• Task objective:
Look through the data that follows and say how many of its lines contain "then", giving the number only.

Stored records:
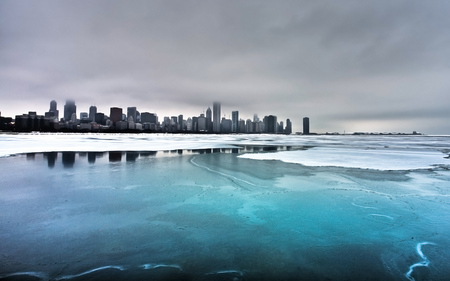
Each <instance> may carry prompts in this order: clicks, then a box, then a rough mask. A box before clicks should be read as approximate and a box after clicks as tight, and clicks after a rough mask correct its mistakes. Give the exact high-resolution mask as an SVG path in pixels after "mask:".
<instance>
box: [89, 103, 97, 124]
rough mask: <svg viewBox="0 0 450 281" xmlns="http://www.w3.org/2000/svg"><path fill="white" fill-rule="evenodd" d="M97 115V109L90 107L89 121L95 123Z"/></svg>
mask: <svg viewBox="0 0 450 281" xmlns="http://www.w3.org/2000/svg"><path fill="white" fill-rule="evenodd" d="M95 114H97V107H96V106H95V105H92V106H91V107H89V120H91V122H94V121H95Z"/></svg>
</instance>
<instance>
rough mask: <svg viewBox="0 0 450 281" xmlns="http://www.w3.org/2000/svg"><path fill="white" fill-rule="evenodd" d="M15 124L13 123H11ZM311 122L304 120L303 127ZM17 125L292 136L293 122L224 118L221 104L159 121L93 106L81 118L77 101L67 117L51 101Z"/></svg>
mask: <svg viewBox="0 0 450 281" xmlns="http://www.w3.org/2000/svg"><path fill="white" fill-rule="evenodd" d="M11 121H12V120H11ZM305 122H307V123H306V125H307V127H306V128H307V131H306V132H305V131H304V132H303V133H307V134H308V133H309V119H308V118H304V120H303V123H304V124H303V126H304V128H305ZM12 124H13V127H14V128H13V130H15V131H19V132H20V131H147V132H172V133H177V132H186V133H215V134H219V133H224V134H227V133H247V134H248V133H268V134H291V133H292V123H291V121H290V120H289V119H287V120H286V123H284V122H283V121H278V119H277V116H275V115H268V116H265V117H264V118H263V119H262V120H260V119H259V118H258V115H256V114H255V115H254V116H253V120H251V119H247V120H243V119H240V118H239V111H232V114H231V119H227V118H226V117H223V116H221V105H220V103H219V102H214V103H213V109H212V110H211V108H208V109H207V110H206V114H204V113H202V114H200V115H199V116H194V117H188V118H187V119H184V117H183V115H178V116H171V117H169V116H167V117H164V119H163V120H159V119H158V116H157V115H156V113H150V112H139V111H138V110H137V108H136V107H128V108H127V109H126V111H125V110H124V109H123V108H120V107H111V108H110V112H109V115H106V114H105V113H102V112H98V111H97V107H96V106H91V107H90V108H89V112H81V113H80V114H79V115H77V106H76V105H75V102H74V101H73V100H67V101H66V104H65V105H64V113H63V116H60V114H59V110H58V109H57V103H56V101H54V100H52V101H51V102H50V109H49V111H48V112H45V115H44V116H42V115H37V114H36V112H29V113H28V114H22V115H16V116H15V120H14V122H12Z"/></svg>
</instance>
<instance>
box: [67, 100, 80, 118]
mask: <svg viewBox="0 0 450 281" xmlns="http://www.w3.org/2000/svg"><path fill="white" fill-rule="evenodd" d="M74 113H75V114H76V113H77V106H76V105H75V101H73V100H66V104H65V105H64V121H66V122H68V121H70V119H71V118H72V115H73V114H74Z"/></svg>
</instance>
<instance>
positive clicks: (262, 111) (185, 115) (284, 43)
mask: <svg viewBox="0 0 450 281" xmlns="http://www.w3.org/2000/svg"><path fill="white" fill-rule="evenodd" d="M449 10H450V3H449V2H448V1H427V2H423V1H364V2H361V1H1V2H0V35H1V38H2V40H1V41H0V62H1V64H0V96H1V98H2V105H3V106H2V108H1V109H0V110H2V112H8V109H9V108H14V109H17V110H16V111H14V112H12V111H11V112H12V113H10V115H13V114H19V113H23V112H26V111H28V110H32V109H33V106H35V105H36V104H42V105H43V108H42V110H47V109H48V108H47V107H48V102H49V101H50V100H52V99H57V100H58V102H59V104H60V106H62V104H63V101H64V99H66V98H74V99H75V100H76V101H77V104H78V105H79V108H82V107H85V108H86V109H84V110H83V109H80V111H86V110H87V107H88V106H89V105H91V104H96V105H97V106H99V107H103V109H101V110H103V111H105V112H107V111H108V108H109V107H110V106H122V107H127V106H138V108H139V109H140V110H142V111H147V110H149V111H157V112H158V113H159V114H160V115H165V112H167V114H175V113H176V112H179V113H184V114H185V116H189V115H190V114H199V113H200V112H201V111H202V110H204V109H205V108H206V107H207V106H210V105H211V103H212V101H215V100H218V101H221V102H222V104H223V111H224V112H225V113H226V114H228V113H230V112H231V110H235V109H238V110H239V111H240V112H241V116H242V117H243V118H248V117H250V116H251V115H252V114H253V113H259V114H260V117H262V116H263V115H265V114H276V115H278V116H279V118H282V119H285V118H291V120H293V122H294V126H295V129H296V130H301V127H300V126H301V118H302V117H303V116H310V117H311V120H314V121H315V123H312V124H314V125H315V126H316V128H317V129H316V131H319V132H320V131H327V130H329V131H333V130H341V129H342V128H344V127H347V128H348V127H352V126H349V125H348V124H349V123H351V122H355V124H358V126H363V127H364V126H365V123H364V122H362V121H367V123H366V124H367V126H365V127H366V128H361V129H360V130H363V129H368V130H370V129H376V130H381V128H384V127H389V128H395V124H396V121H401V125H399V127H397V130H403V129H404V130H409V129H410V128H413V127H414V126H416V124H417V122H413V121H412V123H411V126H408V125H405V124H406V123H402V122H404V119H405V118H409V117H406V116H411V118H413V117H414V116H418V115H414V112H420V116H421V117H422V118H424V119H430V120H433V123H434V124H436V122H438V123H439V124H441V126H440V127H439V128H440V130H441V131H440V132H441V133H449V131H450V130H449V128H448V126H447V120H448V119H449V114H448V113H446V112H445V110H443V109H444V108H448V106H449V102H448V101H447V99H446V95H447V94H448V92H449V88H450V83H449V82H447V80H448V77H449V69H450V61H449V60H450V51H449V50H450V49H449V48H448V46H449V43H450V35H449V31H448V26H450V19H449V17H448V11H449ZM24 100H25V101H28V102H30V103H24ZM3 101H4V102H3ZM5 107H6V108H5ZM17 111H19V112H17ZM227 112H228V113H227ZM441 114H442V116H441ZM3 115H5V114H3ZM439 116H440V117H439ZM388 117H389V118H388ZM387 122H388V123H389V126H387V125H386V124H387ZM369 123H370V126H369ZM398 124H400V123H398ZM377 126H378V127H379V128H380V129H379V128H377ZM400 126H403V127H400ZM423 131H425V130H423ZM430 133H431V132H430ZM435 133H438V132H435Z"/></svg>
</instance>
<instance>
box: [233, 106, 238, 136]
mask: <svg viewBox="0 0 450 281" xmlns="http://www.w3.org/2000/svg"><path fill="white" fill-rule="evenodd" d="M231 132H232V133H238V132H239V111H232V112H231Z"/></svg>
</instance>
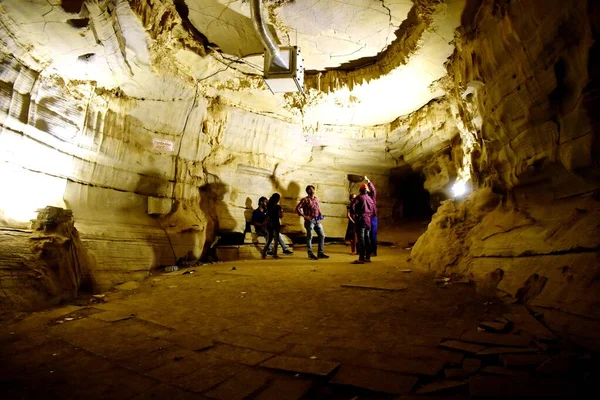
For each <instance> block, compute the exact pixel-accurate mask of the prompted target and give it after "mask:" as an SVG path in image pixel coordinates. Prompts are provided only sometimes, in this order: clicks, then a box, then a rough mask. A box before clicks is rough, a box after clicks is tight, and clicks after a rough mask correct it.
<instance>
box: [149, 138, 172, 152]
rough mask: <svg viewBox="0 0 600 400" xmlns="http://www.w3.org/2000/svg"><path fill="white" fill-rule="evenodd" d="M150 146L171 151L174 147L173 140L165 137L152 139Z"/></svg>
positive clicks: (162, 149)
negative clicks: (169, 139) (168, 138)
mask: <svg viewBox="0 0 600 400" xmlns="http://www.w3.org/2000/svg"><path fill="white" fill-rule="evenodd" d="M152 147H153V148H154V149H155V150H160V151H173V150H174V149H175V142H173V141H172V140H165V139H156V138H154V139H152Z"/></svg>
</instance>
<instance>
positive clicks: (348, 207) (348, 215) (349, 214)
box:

• Answer to this exercise:
2